* Request *
Copy out, character for character, the part of the listing that begins with the line containing "the red rock" and ends with the line containing "column 136, row 570", including both of those lines.

Point annotation listing
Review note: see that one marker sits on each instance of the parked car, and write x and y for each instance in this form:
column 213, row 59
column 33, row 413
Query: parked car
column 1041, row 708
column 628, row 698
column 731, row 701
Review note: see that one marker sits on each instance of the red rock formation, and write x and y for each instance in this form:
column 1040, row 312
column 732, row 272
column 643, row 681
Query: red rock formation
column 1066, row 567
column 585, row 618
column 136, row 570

* * *

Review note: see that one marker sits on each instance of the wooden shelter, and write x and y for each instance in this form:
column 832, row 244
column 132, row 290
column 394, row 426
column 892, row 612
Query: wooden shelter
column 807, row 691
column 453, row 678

* Right answer *
Review note: see that one marker sits on each instance of the red rock formation, and write x and y for each instance in this form:
column 1040, row 312
column 732, row 272
column 643, row 681
Query: red rock formation
column 1066, row 567
column 585, row 618
column 136, row 570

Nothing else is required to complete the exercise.